**Segmentation labeling items:**

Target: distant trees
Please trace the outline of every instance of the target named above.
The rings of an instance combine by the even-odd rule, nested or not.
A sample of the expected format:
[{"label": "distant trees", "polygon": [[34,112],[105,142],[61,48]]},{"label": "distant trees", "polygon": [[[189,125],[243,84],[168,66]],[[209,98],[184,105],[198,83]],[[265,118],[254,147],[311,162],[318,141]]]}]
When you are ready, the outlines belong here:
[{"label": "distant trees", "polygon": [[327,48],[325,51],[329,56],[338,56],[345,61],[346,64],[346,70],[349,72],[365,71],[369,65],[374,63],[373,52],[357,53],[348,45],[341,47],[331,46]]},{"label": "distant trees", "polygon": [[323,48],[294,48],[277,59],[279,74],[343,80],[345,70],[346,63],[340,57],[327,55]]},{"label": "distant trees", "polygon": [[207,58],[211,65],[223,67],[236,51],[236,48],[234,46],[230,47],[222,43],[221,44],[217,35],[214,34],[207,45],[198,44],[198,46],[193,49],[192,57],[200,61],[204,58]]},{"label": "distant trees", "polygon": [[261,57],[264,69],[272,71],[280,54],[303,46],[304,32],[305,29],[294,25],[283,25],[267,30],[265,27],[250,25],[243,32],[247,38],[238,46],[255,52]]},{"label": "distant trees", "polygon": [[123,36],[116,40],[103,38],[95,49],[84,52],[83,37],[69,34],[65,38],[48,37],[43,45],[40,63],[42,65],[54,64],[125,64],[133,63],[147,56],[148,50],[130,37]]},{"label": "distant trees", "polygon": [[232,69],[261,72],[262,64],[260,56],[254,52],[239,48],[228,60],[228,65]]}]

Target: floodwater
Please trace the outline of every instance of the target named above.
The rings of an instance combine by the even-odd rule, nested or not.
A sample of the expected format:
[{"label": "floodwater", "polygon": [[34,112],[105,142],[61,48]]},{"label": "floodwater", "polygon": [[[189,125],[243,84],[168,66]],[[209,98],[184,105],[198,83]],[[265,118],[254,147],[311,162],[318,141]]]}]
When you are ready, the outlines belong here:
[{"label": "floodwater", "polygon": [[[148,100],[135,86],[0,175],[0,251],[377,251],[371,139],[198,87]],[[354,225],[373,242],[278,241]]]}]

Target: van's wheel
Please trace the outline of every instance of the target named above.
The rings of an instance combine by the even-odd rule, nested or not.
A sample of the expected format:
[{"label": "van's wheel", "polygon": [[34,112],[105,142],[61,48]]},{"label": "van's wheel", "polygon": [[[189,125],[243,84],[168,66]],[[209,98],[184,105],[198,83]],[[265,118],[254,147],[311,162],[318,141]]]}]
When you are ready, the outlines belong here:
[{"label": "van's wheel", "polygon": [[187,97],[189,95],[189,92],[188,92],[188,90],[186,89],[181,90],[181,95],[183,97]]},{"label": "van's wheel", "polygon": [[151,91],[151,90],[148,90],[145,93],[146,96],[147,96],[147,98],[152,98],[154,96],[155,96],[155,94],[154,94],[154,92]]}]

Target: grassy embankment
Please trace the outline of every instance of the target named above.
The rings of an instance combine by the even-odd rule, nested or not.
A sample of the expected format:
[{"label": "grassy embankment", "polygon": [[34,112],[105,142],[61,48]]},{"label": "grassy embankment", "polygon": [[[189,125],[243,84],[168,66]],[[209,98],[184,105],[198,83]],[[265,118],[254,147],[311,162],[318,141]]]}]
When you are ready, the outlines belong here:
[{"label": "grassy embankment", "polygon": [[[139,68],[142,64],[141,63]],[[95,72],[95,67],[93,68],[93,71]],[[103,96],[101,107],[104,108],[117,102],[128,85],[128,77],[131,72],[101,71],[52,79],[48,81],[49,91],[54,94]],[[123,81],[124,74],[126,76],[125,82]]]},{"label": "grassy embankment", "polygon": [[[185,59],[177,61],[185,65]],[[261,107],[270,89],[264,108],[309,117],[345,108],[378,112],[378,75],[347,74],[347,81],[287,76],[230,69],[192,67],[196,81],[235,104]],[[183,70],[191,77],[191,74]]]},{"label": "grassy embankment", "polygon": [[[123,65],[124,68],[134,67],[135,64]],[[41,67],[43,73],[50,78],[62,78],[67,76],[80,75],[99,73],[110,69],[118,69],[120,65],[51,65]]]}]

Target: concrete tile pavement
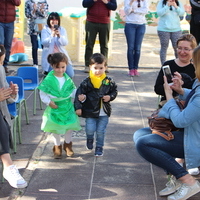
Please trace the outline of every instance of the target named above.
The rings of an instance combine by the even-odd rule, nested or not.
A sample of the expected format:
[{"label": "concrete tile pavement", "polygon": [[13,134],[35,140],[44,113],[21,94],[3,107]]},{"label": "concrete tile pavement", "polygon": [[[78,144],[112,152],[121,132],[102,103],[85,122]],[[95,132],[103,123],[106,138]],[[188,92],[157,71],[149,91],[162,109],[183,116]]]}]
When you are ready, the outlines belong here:
[{"label": "concrete tile pavement", "polygon": [[[117,55],[122,59],[125,53],[123,48],[121,50],[121,54]],[[117,59],[118,56],[114,60]],[[147,64],[157,65],[157,62],[147,61],[148,57]],[[26,125],[23,116],[23,141],[17,146],[13,160],[29,185],[19,190],[12,189],[7,182],[0,184],[1,200],[166,199],[158,196],[158,191],[166,183],[165,173],[144,161],[132,141],[134,131],[147,126],[146,117],[156,107],[157,96],[153,85],[159,68],[142,67],[140,77],[131,78],[127,76],[124,66],[109,70],[109,76],[118,84],[119,94],[112,102],[113,113],[107,128],[104,156],[100,158],[94,157],[93,151],[85,149],[84,120],[81,119],[83,132],[74,133],[73,137],[75,156],[67,158],[63,153],[61,160],[53,159],[52,137],[40,131],[43,111],[37,109],[36,115],[32,115],[32,96],[26,92],[30,125]],[[14,71],[18,67],[11,66]],[[87,76],[82,70],[82,66],[75,66],[74,82],[77,86]],[[200,199],[200,194],[190,199]]]}]

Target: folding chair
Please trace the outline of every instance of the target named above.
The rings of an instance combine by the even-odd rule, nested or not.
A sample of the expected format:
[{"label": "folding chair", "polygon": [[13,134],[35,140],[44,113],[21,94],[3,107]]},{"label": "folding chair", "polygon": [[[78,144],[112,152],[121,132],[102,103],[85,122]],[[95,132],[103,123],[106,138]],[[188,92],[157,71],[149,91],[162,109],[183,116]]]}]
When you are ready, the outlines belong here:
[{"label": "folding chair", "polygon": [[[35,67],[20,67],[17,70],[17,76],[24,80],[24,90],[29,90],[34,92],[33,99],[33,114],[36,114],[36,93],[37,87],[39,85],[38,69]],[[38,95],[39,96],[39,95]],[[39,97],[40,109],[42,110],[42,101]]]}]

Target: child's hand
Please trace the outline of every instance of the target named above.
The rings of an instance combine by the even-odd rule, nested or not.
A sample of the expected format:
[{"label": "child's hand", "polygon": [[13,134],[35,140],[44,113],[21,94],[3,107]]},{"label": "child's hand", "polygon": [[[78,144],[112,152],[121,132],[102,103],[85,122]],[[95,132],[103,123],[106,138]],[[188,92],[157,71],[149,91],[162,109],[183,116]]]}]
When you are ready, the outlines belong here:
[{"label": "child's hand", "polygon": [[82,102],[82,101],[85,101],[85,99],[86,99],[86,96],[85,96],[84,94],[79,94],[79,95],[78,95],[78,100],[79,100],[79,101]]},{"label": "child's hand", "polygon": [[10,98],[12,90],[10,88],[0,88],[0,101]]},{"label": "child's hand", "polygon": [[17,84],[14,84],[12,81],[10,82],[10,89],[12,90],[13,95],[18,94],[19,87]]},{"label": "child's hand", "polygon": [[58,108],[58,106],[55,104],[55,102],[53,102],[53,101],[50,101],[50,103],[49,103],[49,106],[51,107],[51,108]]},{"label": "child's hand", "polygon": [[104,102],[108,102],[108,101],[110,101],[110,96],[109,95],[103,96],[102,99]]},{"label": "child's hand", "polygon": [[76,114],[77,114],[78,116],[81,116],[81,115],[82,115],[82,110],[81,110],[81,109],[76,110]]}]

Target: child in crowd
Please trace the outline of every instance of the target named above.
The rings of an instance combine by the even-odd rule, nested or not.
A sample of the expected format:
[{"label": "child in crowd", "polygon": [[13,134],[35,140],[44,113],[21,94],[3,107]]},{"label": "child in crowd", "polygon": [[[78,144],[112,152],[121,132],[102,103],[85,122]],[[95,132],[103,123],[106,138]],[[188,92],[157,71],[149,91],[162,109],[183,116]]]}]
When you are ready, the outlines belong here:
[{"label": "child in crowd", "polygon": [[63,149],[66,151],[66,155],[72,156],[74,154],[72,130],[81,129],[71,101],[71,98],[75,96],[76,87],[72,79],[65,73],[68,59],[64,53],[49,54],[47,60],[53,70],[48,73],[38,87],[41,100],[47,105],[41,129],[53,133],[54,158],[62,157],[61,135],[64,135]]},{"label": "child in crowd", "polygon": [[90,73],[79,86],[75,97],[76,114],[86,118],[87,149],[93,149],[96,132],[95,156],[103,155],[104,135],[111,114],[110,101],[117,96],[117,85],[107,77],[106,58],[95,53],[90,58]]},{"label": "child in crowd", "polygon": [[3,177],[14,188],[25,188],[27,182],[19,174],[17,167],[10,157],[10,147],[12,147],[11,117],[8,111],[7,102],[13,103],[18,99],[18,86],[6,81],[3,62],[6,50],[0,45],[0,159],[3,163]]}]

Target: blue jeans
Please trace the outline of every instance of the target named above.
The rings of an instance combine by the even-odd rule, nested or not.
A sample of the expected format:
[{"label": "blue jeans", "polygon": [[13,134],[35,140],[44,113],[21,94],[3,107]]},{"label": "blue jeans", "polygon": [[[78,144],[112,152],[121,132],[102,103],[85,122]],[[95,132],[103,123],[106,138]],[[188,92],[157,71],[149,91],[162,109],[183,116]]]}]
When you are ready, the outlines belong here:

**TASK TO CARRY OUT:** Starting at the line that contains "Target: blue jeans", quote each remaining line of the entries above, unchanged.

**WORKED ANSWER:**
Target: blue jeans
Please trace the outline of every instance of the target named above.
The rings of an instance combine by the even-odd rule, nested or not.
A sample of the expected format:
[{"label": "blue jeans", "polygon": [[13,134],[35,140],[44,113],[21,94],[3,107]]},{"label": "blue jeans", "polygon": [[[78,144],[112,152],[121,132],[102,103],[85,122]],[[95,132],[103,123],[106,138]],[[188,92],[157,71],[149,91],[162,109],[183,116]]]}]
When you are ready, the outlines belong here:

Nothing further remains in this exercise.